» **Stated task**
Copy, character for character, the lines of the listing below, beginning with the line that contains "Kindly give the mask of every instance of the shadow" and continuing through the line that contains "68L211 61L202 58L175", with both of those lines included.

## start Extracted data

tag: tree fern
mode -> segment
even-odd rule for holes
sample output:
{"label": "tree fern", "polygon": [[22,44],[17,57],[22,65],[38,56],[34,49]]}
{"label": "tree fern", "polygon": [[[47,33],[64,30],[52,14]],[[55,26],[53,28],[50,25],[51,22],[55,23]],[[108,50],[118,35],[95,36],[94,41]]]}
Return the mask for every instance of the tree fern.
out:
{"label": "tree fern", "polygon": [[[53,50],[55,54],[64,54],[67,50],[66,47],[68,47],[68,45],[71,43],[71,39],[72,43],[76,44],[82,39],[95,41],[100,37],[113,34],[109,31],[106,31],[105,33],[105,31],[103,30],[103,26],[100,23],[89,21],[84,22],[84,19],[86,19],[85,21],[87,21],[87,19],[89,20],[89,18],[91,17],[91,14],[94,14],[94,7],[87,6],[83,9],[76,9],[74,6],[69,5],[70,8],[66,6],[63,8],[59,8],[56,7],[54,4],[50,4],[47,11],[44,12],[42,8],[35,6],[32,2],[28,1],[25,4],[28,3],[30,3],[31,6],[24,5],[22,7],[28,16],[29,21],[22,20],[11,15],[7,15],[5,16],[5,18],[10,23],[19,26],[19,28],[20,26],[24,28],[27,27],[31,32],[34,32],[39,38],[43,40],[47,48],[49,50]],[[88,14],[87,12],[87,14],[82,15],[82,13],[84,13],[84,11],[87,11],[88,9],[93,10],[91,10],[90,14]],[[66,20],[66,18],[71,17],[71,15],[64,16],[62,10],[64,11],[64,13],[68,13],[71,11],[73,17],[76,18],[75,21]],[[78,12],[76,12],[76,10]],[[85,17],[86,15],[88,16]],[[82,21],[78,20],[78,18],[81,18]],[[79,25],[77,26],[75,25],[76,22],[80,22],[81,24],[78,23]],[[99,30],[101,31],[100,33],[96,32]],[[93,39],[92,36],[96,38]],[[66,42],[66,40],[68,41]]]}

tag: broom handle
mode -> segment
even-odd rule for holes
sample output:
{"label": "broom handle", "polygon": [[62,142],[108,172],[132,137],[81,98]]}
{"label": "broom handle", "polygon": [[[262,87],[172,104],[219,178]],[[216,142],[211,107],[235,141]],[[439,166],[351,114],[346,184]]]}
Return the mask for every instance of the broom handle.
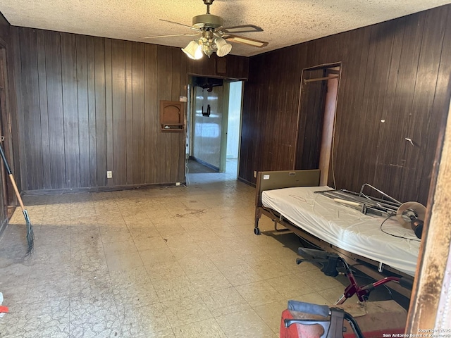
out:
{"label": "broom handle", "polygon": [[0,153],[1,155],[1,158],[3,158],[3,163],[5,163],[5,167],[6,167],[8,176],[9,176],[9,179],[11,180],[13,188],[14,188],[14,192],[16,192],[16,196],[17,196],[17,199],[19,201],[19,204],[20,205],[22,211],[23,212],[25,210],[25,208],[23,206],[23,202],[22,201],[22,197],[20,197],[19,189],[17,189],[17,184],[16,184],[16,180],[14,180],[14,176],[13,176],[13,173],[11,173],[11,170],[9,168],[9,165],[8,165],[8,161],[6,161],[6,156],[5,156],[5,152],[3,150],[3,147],[1,146],[1,144],[0,144]]}
{"label": "broom handle", "polygon": [[16,192],[16,196],[17,196],[17,199],[19,201],[19,204],[20,205],[20,208],[22,208],[22,211],[25,211],[25,207],[23,205],[23,202],[22,201],[22,197],[20,197],[20,193],[19,192],[19,189],[17,189],[17,184],[16,184],[16,180],[14,180],[14,176],[13,174],[8,175],[10,180],[11,180],[11,183],[13,184],[13,187],[14,188],[14,191]]}

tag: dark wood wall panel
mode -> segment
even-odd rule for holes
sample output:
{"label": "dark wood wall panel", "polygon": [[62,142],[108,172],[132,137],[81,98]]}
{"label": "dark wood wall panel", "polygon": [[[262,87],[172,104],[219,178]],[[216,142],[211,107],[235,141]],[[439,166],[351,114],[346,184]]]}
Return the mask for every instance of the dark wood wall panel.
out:
{"label": "dark wood wall panel", "polygon": [[[451,96],[450,11],[447,5],[251,58],[240,178],[254,182],[254,170],[290,170],[293,158],[313,161],[310,149],[286,147],[309,134],[302,129],[308,127],[303,125],[308,113],[292,104],[299,100],[301,73],[341,62],[333,149],[337,187],[359,191],[369,183],[400,201],[426,204]],[[264,77],[263,70],[268,70]],[[333,184],[331,176],[328,182]]]}
{"label": "dark wood wall panel", "polygon": [[220,74],[216,56],[192,63],[174,47],[11,31],[23,190],[184,181],[185,134],[160,130],[160,101],[186,96],[189,74],[248,73],[247,58],[226,57]]}

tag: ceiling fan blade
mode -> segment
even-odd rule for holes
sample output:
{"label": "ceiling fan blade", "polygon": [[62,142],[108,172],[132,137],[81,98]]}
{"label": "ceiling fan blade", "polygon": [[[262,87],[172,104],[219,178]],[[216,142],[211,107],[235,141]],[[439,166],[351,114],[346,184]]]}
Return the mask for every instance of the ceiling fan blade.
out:
{"label": "ceiling fan blade", "polygon": [[263,32],[263,28],[254,25],[242,25],[240,26],[224,27],[221,30],[226,33],[247,33],[249,32]]}
{"label": "ceiling fan blade", "polygon": [[189,25],[185,25],[183,23],[176,23],[175,21],[169,21],[168,20],[164,20],[164,19],[160,19],[160,21],[164,21],[166,23],[174,23],[175,25],[179,25],[180,26],[187,27],[190,30],[196,30],[197,32],[200,32],[200,30],[199,28],[196,28],[195,27],[192,27],[192,26],[189,26]]}
{"label": "ceiling fan blade", "polygon": [[224,39],[231,41],[232,42],[238,42],[240,44],[249,44],[254,46],[254,47],[264,47],[268,45],[268,42],[261,40],[256,40],[255,39],[250,39],[249,37],[240,37],[239,35],[228,35],[223,37]]}
{"label": "ceiling fan blade", "polygon": [[196,34],[170,34],[168,35],[154,35],[153,37],[143,37],[141,39],[156,39],[159,37],[195,37],[196,35],[199,35],[198,33]]}

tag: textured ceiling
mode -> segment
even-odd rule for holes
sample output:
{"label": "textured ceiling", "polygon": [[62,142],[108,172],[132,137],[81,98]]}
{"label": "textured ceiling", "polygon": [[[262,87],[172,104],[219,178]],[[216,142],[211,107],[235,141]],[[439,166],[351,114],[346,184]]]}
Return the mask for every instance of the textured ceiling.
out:
{"label": "textured ceiling", "polygon": [[[225,26],[252,24],[264,32],[242,33],[269,44],[233,43],[231,54],[251,56],[286,46],[450,4],[451,0],[215,0],[210,13]],[[192,18],[204,14],[202,0],[1,0],[0,12],[13,25],[184,47]]]}

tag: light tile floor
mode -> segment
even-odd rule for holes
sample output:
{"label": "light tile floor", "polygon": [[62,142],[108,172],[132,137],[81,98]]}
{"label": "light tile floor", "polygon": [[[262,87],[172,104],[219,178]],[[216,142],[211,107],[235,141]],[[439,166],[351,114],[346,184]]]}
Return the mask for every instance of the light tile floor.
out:
{"label": "light tile floor", "polygon": [[33,196],[25,252],[18,208],[0,239],[0,337],[278,337],[288,299],[342,292],[297,265],[298,238],[253,232],[254,188],[226,173],[188,187]]}

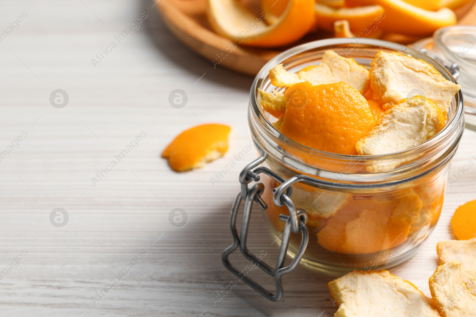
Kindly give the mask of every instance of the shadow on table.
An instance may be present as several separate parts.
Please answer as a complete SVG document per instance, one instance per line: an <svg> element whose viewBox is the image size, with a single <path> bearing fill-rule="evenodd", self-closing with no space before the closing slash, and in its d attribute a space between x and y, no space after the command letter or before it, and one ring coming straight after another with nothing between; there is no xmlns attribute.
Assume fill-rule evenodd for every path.
<svg viewBox="0 0 476 317"><path fill-rule="evenodd" d="M214 68L211 61L202 58L175 38L161 21L156 7L152 7L153 4L151 0L142 0L142 10L147 14L147 19L144 20L146 31L157 50L171 63L195 73L197 78L206 72L207 80L249 90L253 77L220 67Z"/></svg>

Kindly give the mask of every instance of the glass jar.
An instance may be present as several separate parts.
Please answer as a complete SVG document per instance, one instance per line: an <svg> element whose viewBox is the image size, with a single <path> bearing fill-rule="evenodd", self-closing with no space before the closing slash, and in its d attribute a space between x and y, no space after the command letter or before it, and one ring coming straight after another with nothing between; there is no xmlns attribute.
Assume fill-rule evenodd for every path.
<svg viewBox="0 0 476 317"><path fill-rule="evenodd" d="M464 128L461 91L454 97L445 127L414 148L380 155L348 155L325 152L298 143L272 125L276 119L257 103L258 89L272 92L269 70L283 64L296 72L318 64L324 52L333 50L367 68L380 50L420 58L442 76L456 82L434 60L399 44L372 39L332 38L293 48L270 60L251 87L248 122L256 144L267 154L263 165L285 179L307 175L292 186L291 199L307 212L309 242L301 263L332 275L355 269L389 269L414 255L431 233L439 217L450 161ZM417 89L417 83L415 83ZM282 92L284 88L277 90ZM261 198L269 230L278 240L286 207L273 202L272 190L280 183L266 175ZM300 235L293 234L288 254L294 257Z"/></svg>
<svg viewBox="0 0 476 317"><path fill-rule="evenodd" d="M476 131L476 27L442 28L410 47L445 66L457 79L465 98L466 127Z"/></svg>

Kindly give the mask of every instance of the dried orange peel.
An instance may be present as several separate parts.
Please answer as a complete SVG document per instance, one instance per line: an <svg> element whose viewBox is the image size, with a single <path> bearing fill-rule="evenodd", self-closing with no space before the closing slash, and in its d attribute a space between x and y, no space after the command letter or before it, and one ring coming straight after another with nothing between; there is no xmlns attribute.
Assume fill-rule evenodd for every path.
<svg viewBox="0 0 476 317"><path fill-rule="evenodd" d="M237 0L208 0L207 17L212 29L236 44L272 48L291 43L314 25L314 0L290 0L279 19L267 26L263 13L256 17Z"/></svg>
<svg viewBox="0 0 476 317"><path fill-rule="evenodd" d="M346 0L346 5L349 7L372 5L378 5L385 10L385 18L378 26L386 32L429 35L440 28L456 24L455 13L446 8L430 11L404 0Z"/></svg>
<svg viewBox="0 0 476 317"><path fill-rule="evenodd" d="M413 192L398 198L348 200L317 233L318 242L328 250L347 254L396 247L409 232L408 212L422 206Z"/></svg>
<svg viewBox="0 0 476 317"><path fill-rule="evenodd" d="M453 233L458 240L476 237L476 200L460 206L451 219Z"/></svg>
<svg viewBox="0 0 476 317"><path fill-rule="evenodd" d="M298 83L285 96L281 133L317 150L356 155L356 143L375 125L367 101L345 83Z"/></svg>
<svg viewBox="0 0 476 317"><path fill-rule="evenodd" d="M323 5L318 2L316 3L316 21L317 26L323 29L334 31L334 23L336 21L348 21L350 30L355 34L365 31L366 37L372 29L377 30L378 24L385 17L384 9L379 5L369 5L356 8L342 8L335 9Z"/></svg>
<svg viewBox="0 0 476 317"><path fill-rule="evenodd" d="M368 106L370 108L372 115L374 116L374 119L377 122L382 115L385 112L385 109L380 105L380 102L374 99L371 99L367 100L368 103Z"/></svg>
<svg viewBox="0 0 476 317"><path fill-rule="evenodd" d="M273 90L273 94L258 89L261 106L271 115L279 118L286 110L286 97L284 95Z"/></svg>
<svg viewBox="0 0 476 317"><path fill-rule="evenodd" d="M388 154L416 146L436 135L445 126L445 119L431 100L418 96L401 100L377 124L357 142L359 154Z"/></svg>
<svg viewBox="0 0 476 317"><path fill-rule="evenodd" d="M385 109L418 92L436 104L446 119L451 100L461 87L425 61L398 53L379 51L371 65L370 86Z"/></svg>
<svg viewBox="0 0 476 317"><path fill-rule="evenodd" d="M169 159L170 167L176 172L203 167L226 153L230 130L228 125L216 124L190 128L175 137L162 157Z"/></svg>
<svg viewBox="0 0 476 317"><path fill-rule="evenodd" d="M331 50L324 52L318 65L308 66L297 74L286 70L283 64L277 65L269 71L269 78L278 87L290 87L305 81L314 85L343 82L362 94L369 87L368 71L365 67Z"/></svg>

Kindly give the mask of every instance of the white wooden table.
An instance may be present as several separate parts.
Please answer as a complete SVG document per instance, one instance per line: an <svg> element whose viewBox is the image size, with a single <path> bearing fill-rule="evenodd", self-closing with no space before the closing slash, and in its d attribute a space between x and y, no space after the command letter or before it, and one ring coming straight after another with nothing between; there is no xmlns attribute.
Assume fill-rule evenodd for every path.
<svg viewBox="0 0 476 317"><path fill-rule="evenodd" d="M234 279L218 256L231 240L229 208L239 191L238 173L255 154L215 187L210 178L250 140L252 78L214 68L189 51L149 0L37 1L3 0L0 10L0 31L28 15L0 43L0 151L28 134L0 162L0 273L12 261L18 267L0 280L0 315L333 316L329 279L303 266L283 279L280 302L270 302L240 282L214 306L216 292ZM118 44L114 37L142 12L147 17L139 29ZM107 48L113 41L117 47ZM101 49L110 52L95 67L91 59ZM168 102L178 88L188 96L181 109ZM50 102L57 89L69 96L62 108ZM172 172L161 151L180 131L201 122L232 127L228 152L202 169ZM141 131L147 136L139 147L102 172L94 186L91 178L117 162L115 155ZM453 171L473 160L475 135L465 132ZM436 243L451 237L455 208L476 198L475 177L472 169L448 187L434 235L392 270L427 295ZM169 222L175 208L188 214L182 228ZM50 222L56 208L67 211L66 226ZM263 217L255 212L252 222L249 244L266 250L273 262L277 246ZM23 250L28 255L14 261ZM127 271L142 250L147 255ZM232 259L239 263L238 258ZM123 269L125 277L108 287ZM102 290L95 306L91 298L100 299L96 292L103 287L110 291Z"/></svg>

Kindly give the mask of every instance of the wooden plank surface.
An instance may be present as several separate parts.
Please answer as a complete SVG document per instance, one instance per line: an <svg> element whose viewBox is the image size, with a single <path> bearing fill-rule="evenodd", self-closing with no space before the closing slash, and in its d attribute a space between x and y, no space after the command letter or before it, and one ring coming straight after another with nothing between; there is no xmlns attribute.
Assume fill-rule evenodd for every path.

## end Extracted data

» **Problem solution**
Kindly give the mask of every instance of the shadow on table.
An instance may be present as several separate parts.
Please answer as a complete SVG document per instance, one instance per line: an <svg> element whose viewBox is the image size, with a single <path> bearing fill-rule="evenodd", self-closing with no space before the closing slash, and in its d attribute a space between x and y, no space after the command letter or before it, and one ring coming straight after another with nothing between; there is no xmlns attribute.
Assume fill-rule evenodd for every path.
<svg viewBox="0 0 476 317"><path fill-rule="evenodd" d="M214 68L211 61L202 58L175 38L161 21L156 7L152 7L153 4L151 0L142 0L142 10L147 14L147 19L144 20L146 31L157 50L171 63L195 73L197 78L206 72L207 80L249 90L253 77L220 67Z"/></svg>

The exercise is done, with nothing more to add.